# Set problem
Continue the forum post about plotting a dispersive wave pulse with VPython, picking up after its last line of code.

# Text provided
Sorry for the length of what follows, but it might be helpful to be
specific:
Here's my original naive attempt:
#!/usr/bin/python
# Show propagation of a wave pulse with dispersion.
from visual.graph import *
def w(k):
"Dispersion relation w(k), gives v ~ 1/sqrt(k)."
return sqrt(k)
def yt(x,t):
"Total wave obtained by superimposing sinusoids with k from 1 to 4."
ytotal = 0.0
for k in arange(1.0, 4.0, 0.05):
ytotal = ytotal + sin(k * x - w(k) * t)
return ytotal
gdisplay(xtitle='x', ytitle='ytotal', title='Wave',
xmin = -10.0, ymin = -60.0, xmax =100.0, ymax = 60.0)
pulse = gcurve()
t = 0.0
# Make initial plot
for x in arange(-10.0, 100.0, 0.2):
pulse.plot(pos=(x, yt(x,t)))
npts = len(pulse.gcurve.pos)

# Given entries
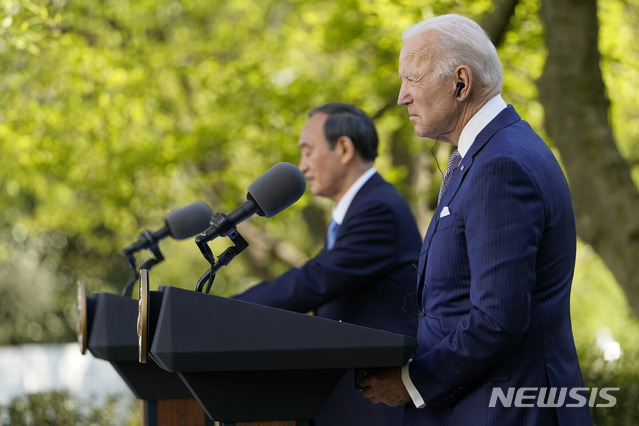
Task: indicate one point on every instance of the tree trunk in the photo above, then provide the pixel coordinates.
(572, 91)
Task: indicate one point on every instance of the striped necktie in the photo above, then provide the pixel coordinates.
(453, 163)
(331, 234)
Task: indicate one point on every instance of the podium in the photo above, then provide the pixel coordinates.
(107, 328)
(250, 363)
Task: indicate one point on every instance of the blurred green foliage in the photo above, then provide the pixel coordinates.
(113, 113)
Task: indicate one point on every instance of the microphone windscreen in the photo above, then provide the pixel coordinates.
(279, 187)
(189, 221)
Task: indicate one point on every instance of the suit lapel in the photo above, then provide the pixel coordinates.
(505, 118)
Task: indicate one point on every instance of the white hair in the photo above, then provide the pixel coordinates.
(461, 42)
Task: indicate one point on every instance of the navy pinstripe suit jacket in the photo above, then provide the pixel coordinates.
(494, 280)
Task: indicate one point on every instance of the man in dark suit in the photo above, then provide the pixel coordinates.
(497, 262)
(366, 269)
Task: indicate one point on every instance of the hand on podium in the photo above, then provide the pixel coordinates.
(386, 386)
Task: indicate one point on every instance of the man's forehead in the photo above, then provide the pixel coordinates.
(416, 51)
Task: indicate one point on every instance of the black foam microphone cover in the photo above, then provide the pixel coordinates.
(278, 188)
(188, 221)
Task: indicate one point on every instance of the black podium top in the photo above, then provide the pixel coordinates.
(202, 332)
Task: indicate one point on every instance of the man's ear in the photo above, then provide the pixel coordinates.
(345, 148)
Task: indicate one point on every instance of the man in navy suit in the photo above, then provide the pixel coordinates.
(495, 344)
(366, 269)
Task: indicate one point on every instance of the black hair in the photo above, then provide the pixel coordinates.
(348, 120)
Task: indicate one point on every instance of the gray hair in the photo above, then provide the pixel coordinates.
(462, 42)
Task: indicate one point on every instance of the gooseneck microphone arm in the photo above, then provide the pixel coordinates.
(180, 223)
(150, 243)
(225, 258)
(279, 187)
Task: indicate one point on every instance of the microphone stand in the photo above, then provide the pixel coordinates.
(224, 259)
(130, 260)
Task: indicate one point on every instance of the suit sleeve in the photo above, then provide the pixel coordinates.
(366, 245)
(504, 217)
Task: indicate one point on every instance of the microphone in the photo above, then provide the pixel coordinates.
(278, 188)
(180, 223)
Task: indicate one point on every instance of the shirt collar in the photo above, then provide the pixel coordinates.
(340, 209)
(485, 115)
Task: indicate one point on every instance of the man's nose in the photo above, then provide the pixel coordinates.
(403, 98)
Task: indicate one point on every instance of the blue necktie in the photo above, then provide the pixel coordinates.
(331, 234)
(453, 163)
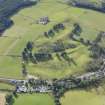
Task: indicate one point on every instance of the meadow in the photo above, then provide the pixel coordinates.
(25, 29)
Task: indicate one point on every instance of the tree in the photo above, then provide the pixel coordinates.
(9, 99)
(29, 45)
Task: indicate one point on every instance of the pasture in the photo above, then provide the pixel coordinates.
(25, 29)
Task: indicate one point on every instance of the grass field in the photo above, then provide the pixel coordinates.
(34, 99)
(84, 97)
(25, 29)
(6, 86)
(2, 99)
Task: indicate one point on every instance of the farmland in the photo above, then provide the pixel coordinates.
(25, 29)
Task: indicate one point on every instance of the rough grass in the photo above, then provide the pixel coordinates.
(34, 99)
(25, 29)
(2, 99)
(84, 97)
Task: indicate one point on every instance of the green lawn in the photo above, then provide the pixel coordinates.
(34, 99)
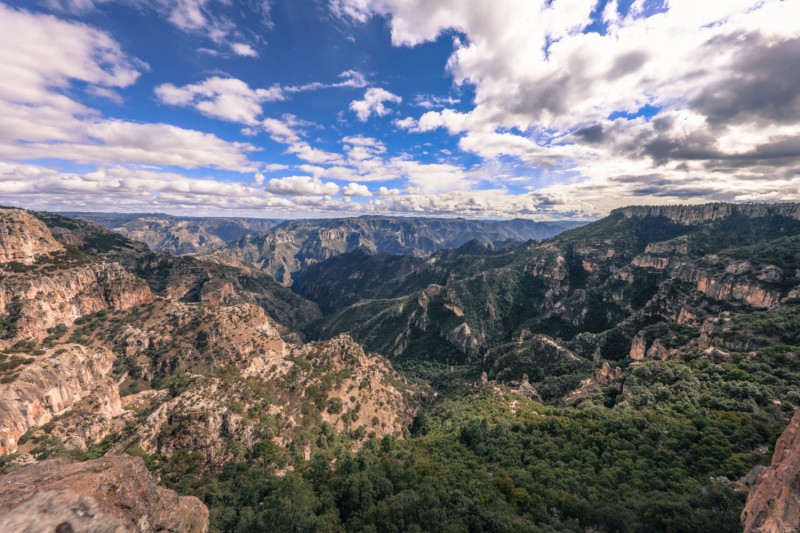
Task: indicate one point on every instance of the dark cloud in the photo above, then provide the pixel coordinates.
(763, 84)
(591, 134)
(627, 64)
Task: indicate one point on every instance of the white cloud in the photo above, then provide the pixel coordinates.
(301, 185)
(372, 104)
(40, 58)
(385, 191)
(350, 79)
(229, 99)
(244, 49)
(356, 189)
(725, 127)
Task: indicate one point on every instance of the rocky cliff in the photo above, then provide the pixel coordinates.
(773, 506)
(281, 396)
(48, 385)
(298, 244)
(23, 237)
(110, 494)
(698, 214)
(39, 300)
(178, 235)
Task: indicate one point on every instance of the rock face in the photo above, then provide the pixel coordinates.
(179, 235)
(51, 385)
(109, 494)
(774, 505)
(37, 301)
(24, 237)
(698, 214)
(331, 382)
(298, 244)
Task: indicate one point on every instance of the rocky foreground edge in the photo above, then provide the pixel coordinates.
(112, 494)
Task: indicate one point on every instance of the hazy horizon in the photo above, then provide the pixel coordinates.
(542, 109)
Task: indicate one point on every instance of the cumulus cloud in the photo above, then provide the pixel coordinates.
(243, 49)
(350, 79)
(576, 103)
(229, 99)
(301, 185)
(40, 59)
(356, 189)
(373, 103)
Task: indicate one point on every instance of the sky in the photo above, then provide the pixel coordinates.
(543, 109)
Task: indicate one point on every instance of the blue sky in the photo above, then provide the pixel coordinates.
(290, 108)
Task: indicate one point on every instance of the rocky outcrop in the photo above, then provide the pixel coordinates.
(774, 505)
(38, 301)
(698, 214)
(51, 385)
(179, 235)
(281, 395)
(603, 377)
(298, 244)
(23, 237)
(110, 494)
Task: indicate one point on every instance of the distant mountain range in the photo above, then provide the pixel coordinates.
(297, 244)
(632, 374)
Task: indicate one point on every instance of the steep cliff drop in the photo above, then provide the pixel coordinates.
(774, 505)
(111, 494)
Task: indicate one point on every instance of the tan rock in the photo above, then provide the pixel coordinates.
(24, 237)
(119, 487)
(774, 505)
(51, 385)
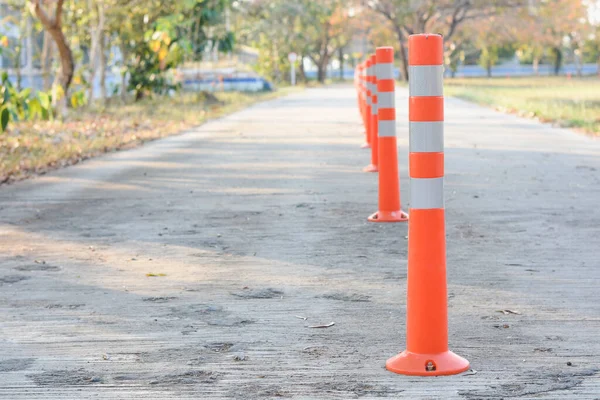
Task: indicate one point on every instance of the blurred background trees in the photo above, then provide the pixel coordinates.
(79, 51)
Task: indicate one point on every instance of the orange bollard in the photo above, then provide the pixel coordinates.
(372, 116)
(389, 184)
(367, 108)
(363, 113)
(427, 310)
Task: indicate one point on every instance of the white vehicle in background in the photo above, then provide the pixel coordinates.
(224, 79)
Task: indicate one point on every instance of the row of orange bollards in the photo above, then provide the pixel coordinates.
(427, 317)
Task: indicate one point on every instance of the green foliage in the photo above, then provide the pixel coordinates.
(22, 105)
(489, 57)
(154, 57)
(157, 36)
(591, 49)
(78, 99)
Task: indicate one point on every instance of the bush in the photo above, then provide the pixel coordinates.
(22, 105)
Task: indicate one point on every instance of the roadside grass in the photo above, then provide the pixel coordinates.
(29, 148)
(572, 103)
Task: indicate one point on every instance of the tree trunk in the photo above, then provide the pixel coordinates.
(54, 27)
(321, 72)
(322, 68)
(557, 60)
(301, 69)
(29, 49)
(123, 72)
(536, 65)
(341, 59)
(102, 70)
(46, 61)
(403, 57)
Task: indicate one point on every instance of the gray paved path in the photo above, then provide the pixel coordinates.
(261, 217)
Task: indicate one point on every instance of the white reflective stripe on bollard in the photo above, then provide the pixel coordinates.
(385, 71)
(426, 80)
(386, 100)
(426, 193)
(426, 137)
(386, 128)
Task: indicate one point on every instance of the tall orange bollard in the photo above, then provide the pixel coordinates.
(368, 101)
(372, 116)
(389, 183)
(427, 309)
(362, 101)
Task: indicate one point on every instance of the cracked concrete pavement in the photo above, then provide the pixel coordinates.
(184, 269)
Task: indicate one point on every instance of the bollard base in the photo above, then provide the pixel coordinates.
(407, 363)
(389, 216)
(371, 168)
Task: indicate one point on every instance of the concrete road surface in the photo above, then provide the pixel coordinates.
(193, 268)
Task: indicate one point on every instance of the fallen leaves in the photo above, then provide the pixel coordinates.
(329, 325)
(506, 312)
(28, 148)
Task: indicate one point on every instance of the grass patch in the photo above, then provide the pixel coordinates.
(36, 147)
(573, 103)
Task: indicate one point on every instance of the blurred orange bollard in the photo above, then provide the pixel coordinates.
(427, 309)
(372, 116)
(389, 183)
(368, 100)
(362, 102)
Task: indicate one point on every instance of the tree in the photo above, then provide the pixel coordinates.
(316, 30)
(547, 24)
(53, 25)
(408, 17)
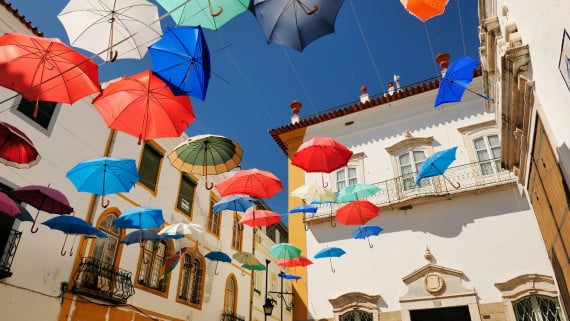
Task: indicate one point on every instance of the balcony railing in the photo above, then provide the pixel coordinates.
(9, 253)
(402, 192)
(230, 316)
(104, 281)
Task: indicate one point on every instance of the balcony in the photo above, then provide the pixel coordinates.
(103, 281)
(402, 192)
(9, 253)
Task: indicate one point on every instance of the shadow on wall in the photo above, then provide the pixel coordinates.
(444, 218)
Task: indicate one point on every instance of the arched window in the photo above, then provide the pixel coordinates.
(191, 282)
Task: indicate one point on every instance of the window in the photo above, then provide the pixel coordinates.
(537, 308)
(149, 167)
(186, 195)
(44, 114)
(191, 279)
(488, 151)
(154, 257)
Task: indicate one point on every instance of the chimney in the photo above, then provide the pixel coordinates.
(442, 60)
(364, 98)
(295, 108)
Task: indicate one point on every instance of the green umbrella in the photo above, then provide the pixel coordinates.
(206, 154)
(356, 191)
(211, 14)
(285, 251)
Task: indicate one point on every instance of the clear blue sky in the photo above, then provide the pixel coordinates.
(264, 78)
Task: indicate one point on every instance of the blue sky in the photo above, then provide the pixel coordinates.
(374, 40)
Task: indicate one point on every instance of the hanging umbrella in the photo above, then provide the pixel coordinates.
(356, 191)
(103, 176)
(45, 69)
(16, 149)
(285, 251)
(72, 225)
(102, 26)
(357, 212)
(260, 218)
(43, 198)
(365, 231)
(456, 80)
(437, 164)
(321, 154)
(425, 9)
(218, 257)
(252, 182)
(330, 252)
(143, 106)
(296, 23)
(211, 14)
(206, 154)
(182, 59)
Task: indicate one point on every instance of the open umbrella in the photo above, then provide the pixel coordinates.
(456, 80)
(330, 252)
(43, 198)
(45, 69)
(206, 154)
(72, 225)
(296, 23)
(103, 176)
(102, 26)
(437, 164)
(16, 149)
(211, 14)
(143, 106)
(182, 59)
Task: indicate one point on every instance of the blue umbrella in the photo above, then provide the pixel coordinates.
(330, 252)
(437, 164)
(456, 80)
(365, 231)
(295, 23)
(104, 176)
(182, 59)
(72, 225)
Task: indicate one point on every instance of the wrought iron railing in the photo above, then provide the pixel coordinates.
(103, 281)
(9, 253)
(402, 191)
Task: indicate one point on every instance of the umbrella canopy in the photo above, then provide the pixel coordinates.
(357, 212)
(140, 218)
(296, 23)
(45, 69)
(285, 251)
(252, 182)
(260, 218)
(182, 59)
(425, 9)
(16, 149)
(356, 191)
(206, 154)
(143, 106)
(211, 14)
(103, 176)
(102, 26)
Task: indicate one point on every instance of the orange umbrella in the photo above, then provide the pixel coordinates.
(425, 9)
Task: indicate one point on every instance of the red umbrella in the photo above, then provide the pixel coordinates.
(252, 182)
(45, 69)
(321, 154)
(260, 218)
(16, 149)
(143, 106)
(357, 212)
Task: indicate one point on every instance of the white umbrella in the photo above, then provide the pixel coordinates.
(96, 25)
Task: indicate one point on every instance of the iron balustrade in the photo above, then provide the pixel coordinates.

# Answer below
while 1:
t = t + 0.5
for n in range(npts):
x = pulse.gcurve.pos[n][0]
pulse.gcurve.pos[n][1] = yt(x, t)
This would be rather simple for my students to follow (I hope!), but it
is painfully slow. I was able to speed it up considerably by doing
some obvious things:
1. Precomputing the dispersion relationship w(k) once and storing it
2. storing each set of points in a temporary array and updating the
display only once per time step (instead of every x value)
3. Calling math.sin() directly instead of the overloaded Numeric sin()
but it's still too slow. (Obviously, I can reduce the spatial and
temporal resolution, but that's beside the point here.)
To be specific, here's what I ended up with.
#!/usr/bin/python
# Show propagation of a wave pulse with dispersion.
from visual.graph import *
def w(k):
"Dispersion relation w(k), gives v ~ 1/sqrt(k)."
return sqrt(k)
# Range of wavenumbers 'k' to include.
ka = arange(1.0, 4.0, 0.05)
wk = w(ka)
nkmax = len(ka)
def yt(x,t):
"Total wave obtained by superimposing sinusoids with k from 1 to 4."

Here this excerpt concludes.